**Problem requirements**
Rewrite the records with "large yellow star" swapped for "big yellow star", leaving everything else the same.

**Input rows**
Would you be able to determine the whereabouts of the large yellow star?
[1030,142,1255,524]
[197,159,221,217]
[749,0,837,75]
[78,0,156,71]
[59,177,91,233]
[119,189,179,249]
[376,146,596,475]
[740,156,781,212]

**Solution for this task**
Would you be able to determine the whereabouts of the big yellow star?
[1030,142,1255,524]
[197,159,221,217]
[749,0,837,75]
[78,0,156,71]
[59,177,91,233]
[119,189,179,249]
[376,146,596,475]
[740,156,781,212]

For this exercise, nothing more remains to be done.